» **Instructions to follow**:
Reproduce the portion of the review of the Bill Sadler biography between "He was, for" and "when not working.", inclusive, substituting "extended periods" for "long hours".

» **Source passage**:
━━━━━━━━━━━━━━━━

Review by Pete Vack
Friend and countryman John Wright has now completed the definitive and thoroughly interesting biography of Bill Sadler (1931-2022) and his cars, a project years in the making and a labor of love. Wright reveals an often difficult man, both burdened and blessed by a superior intelligence.
He was, for example, a bit of a genius; though no IQ scores are mentioned, Bill was bored with school, much happier building radios and helping his father in the family’s electrical shop in St. Catharines, Ontario, a small town near Toronto. He dropped out and only decided to go back to college to get his BS and master’s degrees (from MIT!) when in his thirties, and spent much of his life with firms such as General Dynamics involved with military aeronautics and the occasional spook projects. Married three times, in his later years he remarried his first wife, an unusual situation in anyone’s book. When collector Dean Butler invited Sadler to his home in 2005 to build the Majzub Mark III, he found that Sadler preferred to work alone for long hours and to be alone when not working.

━━━━━━━━━━━━━━━━

(Photo labels with bounding boxes)
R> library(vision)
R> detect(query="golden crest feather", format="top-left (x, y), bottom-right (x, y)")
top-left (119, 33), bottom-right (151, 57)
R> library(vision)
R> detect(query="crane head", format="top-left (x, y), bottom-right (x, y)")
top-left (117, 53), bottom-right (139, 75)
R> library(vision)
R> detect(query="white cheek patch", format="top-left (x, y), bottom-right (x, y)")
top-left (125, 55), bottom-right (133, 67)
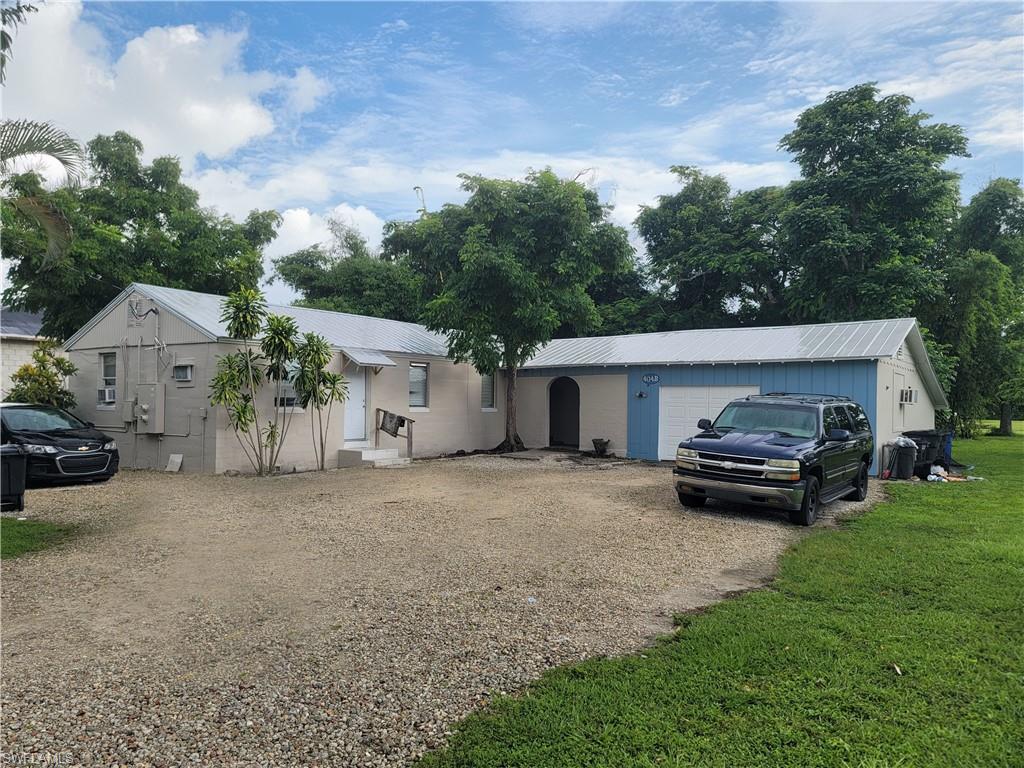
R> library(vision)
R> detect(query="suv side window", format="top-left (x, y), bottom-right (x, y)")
top-left (821, 406), bottom-right (846, 434)
top-left (846, 404), bottom-right (871, 432)
top-left (836, 406), bottom-right (857, 432)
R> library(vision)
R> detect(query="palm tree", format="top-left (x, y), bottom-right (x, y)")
top-left (0, 120), bottom-right (85, 265)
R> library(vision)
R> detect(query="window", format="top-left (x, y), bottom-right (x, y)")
top-left (271, 362), bottom-right (302, 408)
top-left (715, 402), bottom-right (818, 437)
top-left (409, 362), bottom-right (430, 408)
top-left (846, 406), bottom-right (871, 432)
top-left (480, 374), bottom-right (495, 411)
top-left (822, 408), bottom-right (846, 435)
top-left (96, 352), bottom-right (118, 406)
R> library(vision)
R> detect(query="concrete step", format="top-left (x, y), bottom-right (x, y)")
top-left (338, 447), bottom-right (411, 467)
top-left (373, 456), bottom-right (413, 469)
top-left (359, 449), bottom-right (398, 461)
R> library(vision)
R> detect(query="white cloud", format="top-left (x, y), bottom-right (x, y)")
top-left (285, 67), bottom-right (331, 115)
top-left (4, 2), bottom-right (326, 168)
top-left (657, 80), bottom-right (711, 106)
top-left (972, 106), bottom-right (1024, 153)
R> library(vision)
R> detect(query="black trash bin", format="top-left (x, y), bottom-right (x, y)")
top-left (895, 445), bottom-right (918, 480)
top-left (0, 444), bottom-right (26, 512)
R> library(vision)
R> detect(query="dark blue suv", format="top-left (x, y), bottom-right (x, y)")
top-left (673, 392), bottom-right (874, 525)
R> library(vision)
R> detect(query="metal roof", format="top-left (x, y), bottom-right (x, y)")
top-left (524, 317), bottom-right (916, 368)
top-left (0, 307), bottom-right (43, 339)
top-left (65, 283), bottom-right (447, 366)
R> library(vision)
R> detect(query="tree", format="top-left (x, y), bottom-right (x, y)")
top-left (929, 178), bottom-right (1024, 434)
top-left (210, 288), bottom-right (298, 475)
top-left (780, 83), bottom-right (968, 322)
top-left (384, 170), bottom-right (632, 451)
top-left (271, 220), bottom-right (423, 323)
top-left (636, 166), bottom-right (795, 330)
top-left (7, 340), bottom-right (78, 409)
top-left (295, 333), bottom-right (348, 469)
top-left (0, 118), bottom-right (84, 267)
top-left (3, 132), bottom-right (281, 338)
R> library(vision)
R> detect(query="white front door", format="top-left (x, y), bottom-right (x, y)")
top-left (345, 366), bottom-right (367, 440)
top-left (657, 385), bottom-right (761, 461)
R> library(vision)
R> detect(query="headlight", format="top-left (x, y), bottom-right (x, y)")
top-left (22, 444), bottom-right (57, 454)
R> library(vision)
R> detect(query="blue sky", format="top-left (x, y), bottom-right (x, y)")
top-left (4, 2), bottom-right (1024, 300)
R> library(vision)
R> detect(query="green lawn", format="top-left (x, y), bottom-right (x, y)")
top-left (0, 517), bottom-right (71, 560)
top-left (422, 437), bottom-right (1024, 768)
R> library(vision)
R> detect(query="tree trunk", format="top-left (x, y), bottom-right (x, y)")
top-left (996, 402), bottom-right (1014, 437)
top-left (495, 366), bottom-right (526, 454)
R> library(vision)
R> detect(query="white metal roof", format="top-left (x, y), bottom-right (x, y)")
top-left (525, 317), bottom-right (916, 368)
top-left (65, 283), bottom-right (447, 366)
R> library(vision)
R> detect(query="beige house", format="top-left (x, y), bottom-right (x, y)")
top-left (66, 285), bottom-right (948, 472)
top-left (65, 284), bottom-right (505, 472)
top-left (0, 308), bottom-right (44, 397)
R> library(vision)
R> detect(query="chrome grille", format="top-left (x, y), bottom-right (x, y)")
top-left (57, 453), bottom-right (111, 475)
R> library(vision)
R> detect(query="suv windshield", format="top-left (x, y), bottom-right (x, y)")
top-left (715, 402), bottom-right (818, 437)
top-left (0, 406), bottom-right (85, 432)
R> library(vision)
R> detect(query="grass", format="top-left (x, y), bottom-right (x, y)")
top-left (420, 437), bottom-right (1024, 768)
top-left (0, 517), bottom-right (71, 560)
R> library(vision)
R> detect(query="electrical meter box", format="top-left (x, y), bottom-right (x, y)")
top-left (135, 384), bottom-right (165, 434)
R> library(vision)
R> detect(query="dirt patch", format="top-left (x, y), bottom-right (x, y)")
top-left (2, 456), bottom-right (880, 766)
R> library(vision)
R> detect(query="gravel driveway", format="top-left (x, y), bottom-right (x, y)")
top-left (2, 457), bottom-right (880, 766)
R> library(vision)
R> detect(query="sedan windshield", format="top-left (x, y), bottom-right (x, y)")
top-left (0, 406), bottom-right (86, 432)
top-left (715, 402), bottom-right (818, 437)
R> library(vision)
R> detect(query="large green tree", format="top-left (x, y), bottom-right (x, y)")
top-left (3, 132), bottom-right (281, 338)
top-left (636, 166), bottom-right (796, 330)
top-left (271, 221), bottom-right (423, 323)
top-left (384, 170), bottom-right (632, 451)
top-left (780, 83), bottom-right (967, 322)
top-left (924, 178), bottom-right (1024, 436)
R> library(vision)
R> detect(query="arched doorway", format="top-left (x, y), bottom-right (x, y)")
top-left (548, 376), bottom-right (580, 449)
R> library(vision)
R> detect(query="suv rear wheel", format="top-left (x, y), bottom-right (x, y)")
top-left (677, 493), bottom-right (708, 507)
top-left (843, 462), bottom-right (867, 502)
top-left (790, 475), bottom-right (821, 525)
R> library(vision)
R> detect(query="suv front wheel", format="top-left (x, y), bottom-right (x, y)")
top-left (790, 475), bottom-right (821, 525)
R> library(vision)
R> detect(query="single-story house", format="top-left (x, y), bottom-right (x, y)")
top-left (0, 307), bottom-right (44, 396)
top-left (65, 284), bottom-right (947, 472)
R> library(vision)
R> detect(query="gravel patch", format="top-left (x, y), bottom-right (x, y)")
top-left (2, 455), bottom-right (880, 766)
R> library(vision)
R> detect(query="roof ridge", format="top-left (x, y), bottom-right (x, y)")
top-left (548, 317), bottom-right (918, 344)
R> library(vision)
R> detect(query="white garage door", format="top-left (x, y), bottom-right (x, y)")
top-left (657, 385), bottom-right (761, 461)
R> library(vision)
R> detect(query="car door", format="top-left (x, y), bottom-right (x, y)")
top-left (821, 406), bottom-right (852, 488)
top-left (836, 406), bottom-right (862, 482)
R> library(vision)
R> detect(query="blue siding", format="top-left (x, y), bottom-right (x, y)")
top-left (520, 360), bottom-right (878, 472)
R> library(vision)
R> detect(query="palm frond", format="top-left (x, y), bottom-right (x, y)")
top-left (5, 197), bottom-right (72, 270)
top-left (0, 120), bottom-right (85, 184)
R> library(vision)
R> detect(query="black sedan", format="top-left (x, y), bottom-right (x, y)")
top-left (0, 402), bottom-right (119, 486)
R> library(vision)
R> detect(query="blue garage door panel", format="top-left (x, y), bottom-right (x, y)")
top-left (627, 360), bottom-right (877, 461)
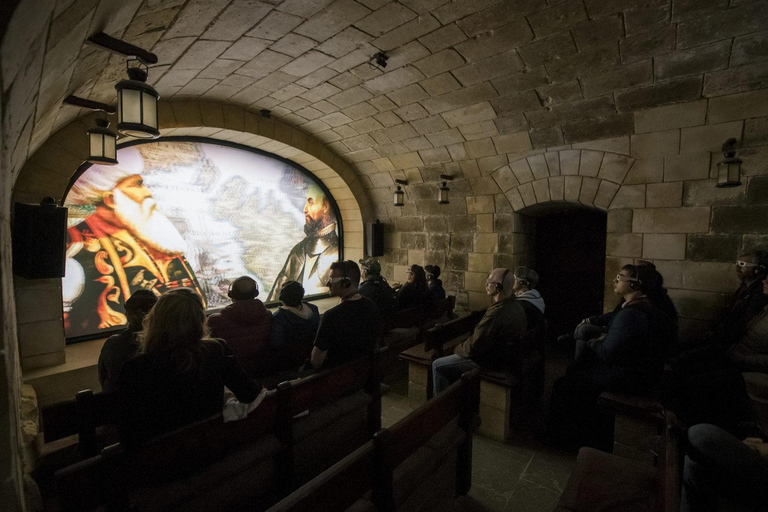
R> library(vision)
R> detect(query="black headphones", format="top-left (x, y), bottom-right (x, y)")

━━━━━━━━━━━━━━━━

» **Answer to the exercise**:
He was, for example, a bit of a genius; though no IQ scores are mentioned, Bill was bored with school, much happier building radios and helping his father in the family’s electrical shop in St. Catharines, Ontario, a small town near Toronto. He dropped out and only decided to go back to college to get his BS and master’s degrees (from MIT!) when in his thirties, and spent much of his life with firms such as General Dynamics involved with military aeronautics and the occasional spook projects. Married three times, in his later years he remarried his first wife, an unusual situation in anyone’s book. When collector Dean Butler invited Sadler to his home in 2005 to build the Majzub Mark III, he found that Sadler preferred to work alone for extended periods and to be alone when not working.